### ENTRIES SHOWN

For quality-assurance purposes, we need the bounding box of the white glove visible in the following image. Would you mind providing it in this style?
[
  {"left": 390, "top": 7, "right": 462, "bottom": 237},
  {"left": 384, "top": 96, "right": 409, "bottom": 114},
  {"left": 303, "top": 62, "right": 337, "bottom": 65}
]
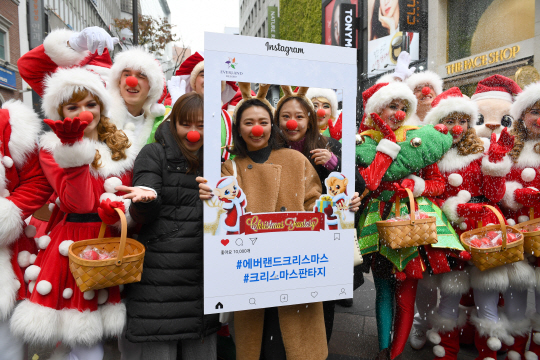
[
  {"left": 69, "top": 26, "right": 120, "bottom": 55},
  {"left": 167, "top": 76, "right": 186, "bottom": 106},
  {"left": 394, "top": 51, "right": 416, "bottom": 81}
]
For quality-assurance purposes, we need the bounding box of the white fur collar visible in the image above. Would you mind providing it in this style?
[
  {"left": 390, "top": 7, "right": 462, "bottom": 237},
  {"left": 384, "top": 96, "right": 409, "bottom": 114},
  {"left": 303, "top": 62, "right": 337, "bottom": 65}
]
[
  {"left": 514, "top": 140, "right": 540, "bottom": 168},
  {"left": 39, "top": 132, "right": 140, "bottom": 179},
  {"left": 2, "top": 100, "right": 41, "bottom": 169},
  {"left": 437, "top": 148, "right": 484, "bottom": 173}
]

### SET EXERCISE
Could you duplicate the records above, character for character, starting with the line that contains "the white fur" and going on through the end of the records?

### EXERCISE ANSWER
For quality-assurance purposes, we need the bounding box of the white fur collar visible in the image above. Would you mind providing it in this style?
[
  {"left": 390, "top": 7, "right": 462, "bottom": 237},
  {"left": 384, "top": 96, "right": 409, "bottom": 114},
  {"left": 303, "top": 62, "right": 337, "bottom": 65}
]
[
  {"left": 514, "top": 140, "right": 540, "bottom": 168},
  {"left": 39, "top": 132, "right": 140, "bottom": 179},
  {"left": 2, "top": 100, "right": 41, "bottom": 169},
  {"left": 437, "top": 148, "right": 484, "bottom": 173}
]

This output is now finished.